-- Problem description --
Each entry below needs to be transcribed verbatim; the images should not appear.

-- Dataset --
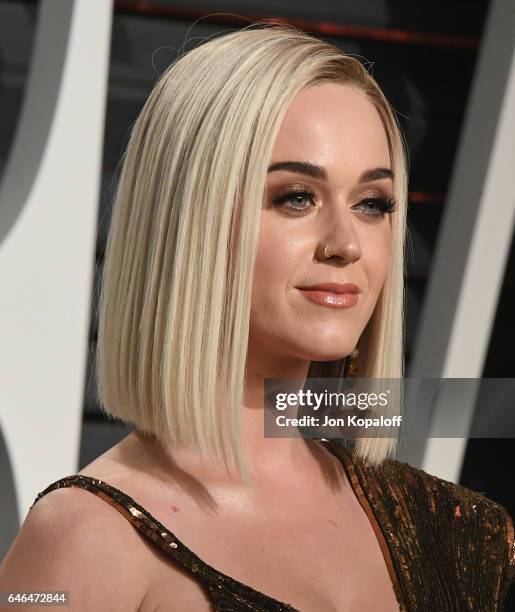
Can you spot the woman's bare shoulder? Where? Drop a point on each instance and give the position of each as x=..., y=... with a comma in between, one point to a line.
x=73, y=541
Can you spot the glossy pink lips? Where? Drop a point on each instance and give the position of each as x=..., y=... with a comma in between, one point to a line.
x=334, y=295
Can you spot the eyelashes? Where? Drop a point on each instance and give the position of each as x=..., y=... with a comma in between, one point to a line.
x=376, y=207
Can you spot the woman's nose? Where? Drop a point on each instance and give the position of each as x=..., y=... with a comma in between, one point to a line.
x=340, y=241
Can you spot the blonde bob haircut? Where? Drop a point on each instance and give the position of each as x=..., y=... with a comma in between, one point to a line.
x=175, y=297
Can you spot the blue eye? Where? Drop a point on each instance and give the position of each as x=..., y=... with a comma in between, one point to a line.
x=297, y=197
x=379, y=206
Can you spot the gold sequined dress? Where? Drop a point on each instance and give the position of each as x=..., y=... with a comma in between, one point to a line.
x=447, y=548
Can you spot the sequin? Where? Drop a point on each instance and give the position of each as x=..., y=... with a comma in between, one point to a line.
x=436, y=563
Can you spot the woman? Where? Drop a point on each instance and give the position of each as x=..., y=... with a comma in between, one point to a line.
x=264, y=162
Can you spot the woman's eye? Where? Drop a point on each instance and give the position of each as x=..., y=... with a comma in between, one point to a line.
x=377, y=207
x=295, y=201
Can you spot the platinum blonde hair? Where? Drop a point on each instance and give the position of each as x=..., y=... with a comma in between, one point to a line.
x=176, y=289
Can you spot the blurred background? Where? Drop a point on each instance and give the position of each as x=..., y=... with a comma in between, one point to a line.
x=425, y=57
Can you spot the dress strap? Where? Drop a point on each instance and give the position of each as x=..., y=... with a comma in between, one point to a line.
x=225, y=591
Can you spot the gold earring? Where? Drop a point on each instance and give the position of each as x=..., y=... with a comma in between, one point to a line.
x=351, y=364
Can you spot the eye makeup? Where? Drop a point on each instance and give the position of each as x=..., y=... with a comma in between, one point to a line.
x=291, y=201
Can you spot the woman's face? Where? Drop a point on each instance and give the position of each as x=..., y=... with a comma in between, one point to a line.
x=338, y=130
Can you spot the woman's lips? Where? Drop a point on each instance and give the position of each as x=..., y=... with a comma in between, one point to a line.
x=334, y=295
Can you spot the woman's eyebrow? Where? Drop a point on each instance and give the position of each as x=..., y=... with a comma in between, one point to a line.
x=319, y=172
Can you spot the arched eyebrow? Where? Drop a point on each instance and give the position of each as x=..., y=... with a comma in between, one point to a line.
x=319, y=172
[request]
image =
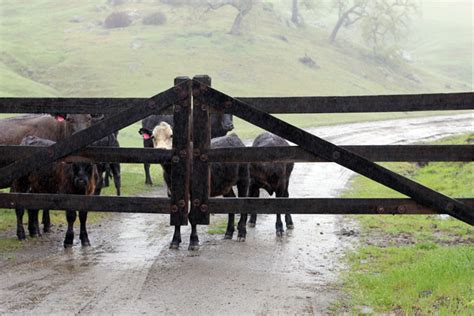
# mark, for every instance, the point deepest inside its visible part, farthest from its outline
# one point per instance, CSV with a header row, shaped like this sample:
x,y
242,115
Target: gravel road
x,y
130,270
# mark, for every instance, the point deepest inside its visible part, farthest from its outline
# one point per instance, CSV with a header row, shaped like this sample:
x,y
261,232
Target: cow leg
x,y
194,238
254,191
115,167
107,175
229,233
243,188
33,223
280,192
46,221
71,218
20,230
289,221
279,226
83,233
147,174
176,237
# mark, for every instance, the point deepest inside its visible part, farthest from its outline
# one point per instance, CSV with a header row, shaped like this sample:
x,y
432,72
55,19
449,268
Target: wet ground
x,y
130,270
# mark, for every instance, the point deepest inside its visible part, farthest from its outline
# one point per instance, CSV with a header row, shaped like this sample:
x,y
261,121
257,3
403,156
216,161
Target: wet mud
x,y
130,270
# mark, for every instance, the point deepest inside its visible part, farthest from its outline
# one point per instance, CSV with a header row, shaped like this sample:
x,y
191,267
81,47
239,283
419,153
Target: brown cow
x,y
14,129
55,128
59,177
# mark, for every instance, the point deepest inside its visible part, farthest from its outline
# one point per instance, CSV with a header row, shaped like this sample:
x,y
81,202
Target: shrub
x,y
117,19
157,18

-- Answer to the exercise --
Can you spot the woman's bare shoulder? Where? Drop a point on each instance and give the position of each as x=..., y=... with a comma in between, one point to a line.
x=73, y=541
Can you spot the glossy pink lips? Where? Drop a point on each instance and give the position of each as x=..., y=... with a comma in between, one point to a line.
x=334, y=295
Can you spot the eyelashes? Where? Drop a point on each instance and give the position of each as x=..., y=... with a comma in between, one point to a line.
x=376, y=207
Can you spot the woman's nose? Where? Drop a point on each instance and give the position of each as x=..., y=... with a comma in between, one point to a line.
x=340, y=241
Can you spot the blonde bob haircut? Where? Drop a point on each instance and give the position of each as x=..., y=... with a comma in between, one point to a line.
x=175, y=297
Can you spot the blue eye? Where? Drop a point on each instance and give the position of each as x=..., y=... with a comma in between, one point to a line.
x=297, y=197
x=379, y=206
Can you spot the gold sequined dress? Where? Drop a point on each instance and give the position of each as x=..., y=... with a comma in between, one point to a line.
x=447, y=548
Can you spot the sequin? Where? Drop a point on each instance and give the position of each as x=..., y=... with a comma in between, one point to a line.
x=436, y=563
Can you spot the woman? Where? Drop a point on each instance and give the position of each as x=..., y=... with a comma in between, one point to a line.
x=264, y=162
Can you spot the woman's eye? Where? Drop a point on each instance and give the position of each as x=..., y=... with a comma in between, one point to a line.
x=377, y=207
x=295, y=201
Can you spot the platinum blonde hair? Where? Drop a point on each instance and give the position of each as x=..., y=... with a comma in between, one point to a line.
x=176, y=289
Can you spot the blurred background? Where? Drop a point on each instance and give the position of each as x=..., y=... with a comma in between, one point to a line.
x=425, y=57
Can you spot the dress strap? Where? Drop a point on each instance and give the position of each as x=..., y=... with a comma in between, one point to a line.
x=225, y=591
Can you spot the gold earring? Where? Drop a point on each instance and give the position of each as x=..., y=... with a comma in between, one point to a line.
x=351, y=364
Can you spot the eye makeup? Where? Drop a point on each instance and give the position of each as x=..., y=... with a comma in between, one point to a line.
x=291, y=201
Can you spot the woman's face? Where? Drop a point on each instance and give the position of each as x=..., y=... with a comma in between, one point to a line.
x=338, y=130
Can you spot the woman's lips? Where? Drop a point on each instance and give the position of each as x=..., y=... with a comma in between, one point to a line.
x=334, y=295
Can you spot the woman's eyebrow? Where? Drop a point on each instance and give the position of each as x=..., y=... with a comma in between, one point to a line.
x=319, y=172
Can you spot the arched eyebrow? Where? Drop a point on each instance and give the position of each as x=..., y=... with a comma in between, one point to a line.
x=319, y=172
[request]
image =
# mark, for every instance, the point deepest inside its visible part, farthest from its outline
# one point per instance, CSV with a header row, shaped like this sample:
x,y
242,115
Target: gravel road
x,y
130,270
# mark, for every instance, the point deepest inside its visible part, farthest from its outline
# one point per instance, CSV with a header row, shaped like this sample:
x,y
261,232
Target: cow leg
x,y
194,238
254,191
115,167
107,175
229,233
243,188
33,223
280,192
46,221
71,218
20,230
289,221
279,226
83,233
147,174
176,237
# mark, for every instance, the point deepest inside its visible part, farthest from its outline
# one point per instance, CSV with a header row, shaped like this sample:
x,y
432,72
55,19
449,268
Target: wet ground
x,y
130,270
# mark, for every instance, the point deepest inside its visible part, farthest from its outline
# one point per instance, CSV with a header row, shaped like this sample:
x,y
261,121
257,3
403,156
216,161
Target: wet mud
x,y
130,270
# mark, for every instance, the point deepest inside its visible part, farthest from its outline
# one point per instance, CSV with a header row, shaped like this sample:
x,y
191,267
81,47
239,283
419,153
Target: brown cow
x,y
14,129
55,128
59,177
# mark, for every instance, the point deepest inside its visible part, farthest from its outline
# one point per instance, CSV with a header row, shaped like this sample:
x,y
81,202
Target: shrub
x,y
117,19
157,18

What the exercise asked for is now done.